Record excerpts START

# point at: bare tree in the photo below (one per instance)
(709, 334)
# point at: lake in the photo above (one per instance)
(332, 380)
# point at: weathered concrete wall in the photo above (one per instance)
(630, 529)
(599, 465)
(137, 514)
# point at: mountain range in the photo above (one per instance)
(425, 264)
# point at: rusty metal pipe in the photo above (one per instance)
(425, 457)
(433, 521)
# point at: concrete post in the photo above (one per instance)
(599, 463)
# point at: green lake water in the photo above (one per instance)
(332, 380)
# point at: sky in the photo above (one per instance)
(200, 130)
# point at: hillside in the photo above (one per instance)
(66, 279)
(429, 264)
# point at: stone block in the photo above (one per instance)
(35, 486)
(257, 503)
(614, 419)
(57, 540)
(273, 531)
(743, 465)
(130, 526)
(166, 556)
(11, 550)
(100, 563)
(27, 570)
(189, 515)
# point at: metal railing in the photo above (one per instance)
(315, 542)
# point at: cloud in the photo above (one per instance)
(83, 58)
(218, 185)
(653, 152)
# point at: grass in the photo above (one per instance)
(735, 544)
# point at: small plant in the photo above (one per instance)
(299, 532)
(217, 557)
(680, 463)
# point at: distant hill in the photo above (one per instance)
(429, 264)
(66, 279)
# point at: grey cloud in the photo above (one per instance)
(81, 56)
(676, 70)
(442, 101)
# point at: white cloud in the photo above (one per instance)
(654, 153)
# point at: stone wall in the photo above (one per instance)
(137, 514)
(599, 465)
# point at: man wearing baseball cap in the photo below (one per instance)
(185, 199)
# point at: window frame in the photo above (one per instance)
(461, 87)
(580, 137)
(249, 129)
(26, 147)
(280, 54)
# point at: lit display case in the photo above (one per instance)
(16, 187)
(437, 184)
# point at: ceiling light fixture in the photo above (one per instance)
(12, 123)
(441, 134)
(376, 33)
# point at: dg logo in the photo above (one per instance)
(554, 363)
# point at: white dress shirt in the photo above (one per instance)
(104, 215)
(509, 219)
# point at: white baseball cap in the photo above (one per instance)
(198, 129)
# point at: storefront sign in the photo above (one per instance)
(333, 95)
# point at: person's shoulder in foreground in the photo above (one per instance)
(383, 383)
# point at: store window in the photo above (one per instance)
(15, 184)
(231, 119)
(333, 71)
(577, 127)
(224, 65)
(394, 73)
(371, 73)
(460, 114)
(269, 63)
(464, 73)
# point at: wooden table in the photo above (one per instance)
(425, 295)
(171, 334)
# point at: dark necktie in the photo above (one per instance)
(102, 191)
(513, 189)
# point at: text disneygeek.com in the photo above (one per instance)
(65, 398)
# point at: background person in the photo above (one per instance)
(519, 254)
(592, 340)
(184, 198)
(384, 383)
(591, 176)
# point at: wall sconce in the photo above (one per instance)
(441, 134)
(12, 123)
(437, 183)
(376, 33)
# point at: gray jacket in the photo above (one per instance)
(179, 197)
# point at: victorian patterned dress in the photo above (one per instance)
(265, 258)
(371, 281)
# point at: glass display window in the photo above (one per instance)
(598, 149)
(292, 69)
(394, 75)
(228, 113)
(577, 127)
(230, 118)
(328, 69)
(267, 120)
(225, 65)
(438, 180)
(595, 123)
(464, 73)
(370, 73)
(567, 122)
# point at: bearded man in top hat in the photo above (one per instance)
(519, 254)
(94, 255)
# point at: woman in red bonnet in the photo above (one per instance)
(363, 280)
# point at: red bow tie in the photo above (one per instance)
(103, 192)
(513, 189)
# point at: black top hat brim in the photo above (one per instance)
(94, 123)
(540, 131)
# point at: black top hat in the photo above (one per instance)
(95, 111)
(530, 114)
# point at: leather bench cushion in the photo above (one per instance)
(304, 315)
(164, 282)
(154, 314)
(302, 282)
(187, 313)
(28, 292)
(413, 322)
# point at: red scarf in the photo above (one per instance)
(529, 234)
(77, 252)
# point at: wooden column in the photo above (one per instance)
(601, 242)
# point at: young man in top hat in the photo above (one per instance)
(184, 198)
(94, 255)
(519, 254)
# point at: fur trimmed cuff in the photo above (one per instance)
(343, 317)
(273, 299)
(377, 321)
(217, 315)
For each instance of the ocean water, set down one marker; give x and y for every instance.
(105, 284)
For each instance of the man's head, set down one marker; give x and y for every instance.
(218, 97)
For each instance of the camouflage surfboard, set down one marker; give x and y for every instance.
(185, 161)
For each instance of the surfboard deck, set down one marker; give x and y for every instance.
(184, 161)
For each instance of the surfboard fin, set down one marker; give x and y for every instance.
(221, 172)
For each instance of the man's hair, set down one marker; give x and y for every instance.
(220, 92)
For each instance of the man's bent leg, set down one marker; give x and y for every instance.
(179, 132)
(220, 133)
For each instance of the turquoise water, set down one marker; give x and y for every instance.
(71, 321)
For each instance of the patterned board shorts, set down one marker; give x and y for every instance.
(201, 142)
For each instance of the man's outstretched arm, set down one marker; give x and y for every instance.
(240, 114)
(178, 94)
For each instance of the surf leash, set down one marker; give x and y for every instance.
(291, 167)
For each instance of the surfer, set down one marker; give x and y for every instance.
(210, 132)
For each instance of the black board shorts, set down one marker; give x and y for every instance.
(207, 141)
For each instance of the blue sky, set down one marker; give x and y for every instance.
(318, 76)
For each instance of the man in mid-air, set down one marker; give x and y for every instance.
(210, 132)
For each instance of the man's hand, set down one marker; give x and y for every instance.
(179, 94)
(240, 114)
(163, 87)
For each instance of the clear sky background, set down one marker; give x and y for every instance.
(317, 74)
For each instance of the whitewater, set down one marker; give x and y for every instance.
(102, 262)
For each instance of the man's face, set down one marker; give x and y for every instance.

Record excerpts END

What to do
Keeping every word as it is, repeat all of the records.

Answer below
# point at: bare tree in the photo below (one per instance)
(709, 334)
# point at: lake in the photo above (one per instance)
(332, 380)
# point at: weathered concrete wall in the photo above (one per instance)
(630, 529)
(599, 465)
(137, 514)
# point at: mountain range in the photo above (one per instance)
(425, 264)
# point at: rusty metal pipe in the photo above (one per instance)
(425, 457)
(433, 521)
# point at: concrete post in the photo above (one per instance)
(599, 463)
# point at: green lake water in the photo above (one per instance)
(332, 380)
# point at: sky in the photo above (one per instance)
(200, 130)
# point at: hillside in the photo above (one per instance)
(66, 279)
(429, 264)
# point at: stone block in the photo above (one per instance)
(35, 486)
(257, 503)
(614, 419)
(57, 540)
(273, 531)
(743, 465)
(130, 526)
(166, 556)
(11, 550)
(100, 563)
(27, 570)
(189, 515)
# point at: metal railing in the photo above (one per instance)
(315, 542)
# point at: cloud in the photo above (one per instance)
(83, 58)
(218, 185)
(653, 152)
# point at: grass in the photo above (one per instance)
(735, 544)
# point at: small plant in the photo above (one per instance)
(299, 532)
(217, 557)
(680, 463)
# point at: distant hill in the photo above (one per instance)
(429, 264)
(66, 279)
# point at: grey cloud in the photo above (one per instance)
(81, 56)
(676, 70)
(442, 101)
# point at: white cloud in the photo above (one per instance)
(654, 153)
# point at: stone wall in the photo above (one per instance)
(137, 514)
(599, 465)
# point at: man wearing baseball cap in the photo below (one per instance)
(185, 199)
# point at: window frame in the photo above (one per instance)
(461, 87)
(580, 137)
(249, 129)
(26, 147)
(280, 54)
# point at: lit display case in the photo above (one per instance)
(16, 187)
(437, 184)
# point at: ceiling light fixture in the photo above (one per instance)
(12, 123)
(441, 134)
(376, 33)
# point at: dg logo in the photo above (one per instance)
(554, 363)
# point at: white dress shirt in the photo above (one per instance)
(104, 215)
(509, 219)
# point at: white baseball cap in the photo above (one per instance)
(198, 129)
# point at: storefront sign in the photo above (one per instance)
(333, 95)
# point at: person's shoulder in foreground in the photo above (one per instance)
(383, 383)
# point at: store window in the photo above (one per instance)
(15, 184)
(231, 119)
(333, 71)
(577, 127)
(224, 65)
(394, 73)
(371, 73)
(460, 114)
(269, 63)
(464, 73)
# point at: wooden table in the photo above (one per instance)
(425, 295)
(171, 334)
# point at: dark necktie in the photo above (one per instance)
(102, 191)
(513, 189)
# point at: text disneygeek.com in the photo above (one per instance)
(65, 398)
# point at: background person in the photo above (one per instance)
(519, 254)
(592, 340)
(184, 198)
(384, 383)
(591, 176)
# point at: wall sconce in the photo above (one per instance)
(441, 134)
(12, 123)
(437, 183)
(376, 33)
# point at: gray jacket in the photo above (one per instance)
(179, 197)
# point at: victorian patterned dress in the photo above (one per instance)
(265, 258)
(371, 281)
# point at: glass display window in the photo above (one per instance)
(598, 149)
(292, 69)
(394, 75)
(228, 113)
(577, 127)
(230, 118)
(328, 69)
(267, 120)
(225, 65)
(438, 180)
(595, 123)
(464, 73)
(370, 73)
(567, 122)
# point at: bearded man in top hat in the photo above (one per instance)
(519, 254)
(94, 255)
# point at: woman in red bonnet in the photo above (one per instance)
(363, 280)
# point at: red bow tie in the photo above (one per instance)
(103, 192)
(513, 189)
# point at: black top hat brim in the photo above (one per instance)
(94, 123)
(540, 131)
# point at: black top hat in the photo above (one per instance)
(95, 111)
(530, 114)
# point at: leather bench cushion in the photo above (one per instance)
(304, 315)
(164, 282)
(154, 314)
(302, 282)
(187, 313)
(28, 292)
(413, 322)
# point at: red scarf in the photo above (one per instance)
(529, 234)
(77, 252)
# point at: wooden column in the photo above (one per instance)
(601, 242)
# point at: young man in top hat in the photo above (one per instance)
(184, 198)
(94, 255)
(519, 254)
# point at: fur trimmed cuff in the photo above (one per instance)
(343, 317)
(273, 299)
(377, 321)
(217, 315)
For each instance of the ocean water, set down one marker; give x and y for every instance.
(105, 284)
For each instance of the man's head, set down one marker; give x and y for every instance.
(218, 97)
For each instance of the camouflage surfboard, set down one marker; give x and y for every instance.
(185, 161)
For each instance of the surfboard deck, set down one marker; give x and y for every instance.
(184, 161)
For each instance of the surfboard fin, set down one marker; give x and y for every instance.
(221, 172)
For each instance of the man's hair, set down one marker; give x and y for every instance.
(220, 92)
For each instance of the man's bent leg, set down one marker; give x and y for every instance.
(179, 132)
(220, 133)
For each instance of the turquoise water, set down one marker; give x and y for every instance.
(71, 321)
For each instance of the patterned board shorts, set down one marker; give x and y for every instance.
(201, 142)
For each instance of the man's outstretched arm, set down one marker; give x and y for every instance.
(240, 114)
(178, 94)
For each instance of the surf leash, set down one marker; give x and y for every instance.
(291, 167)
For each instance of the surfer, set down one marker; give x and y for every instance.
(210, 132)
For each instance of the black board shorts, set down one marker; give x and y for every instance.
(207, 141)
For each instance of the blue sky, set down one marker; give x and y for every instance.
(318, 76)
For each instance of the man in mid-air, set down one marker; give x and y for every instance.
(210, 132)
For each instance of the man's hand, set down one marker; give x and y for every instance.
(179, 94)
(240, 114)
(163, 87)
For each instance of the clear sky background, set down one marker; give x and y for every instance.
(317, 74)
For each instance of the whitewater, set down one marker; give x and y for every instance.
(102, 262)
For each instance of the man's face, set down one marker; give x and y for every instance.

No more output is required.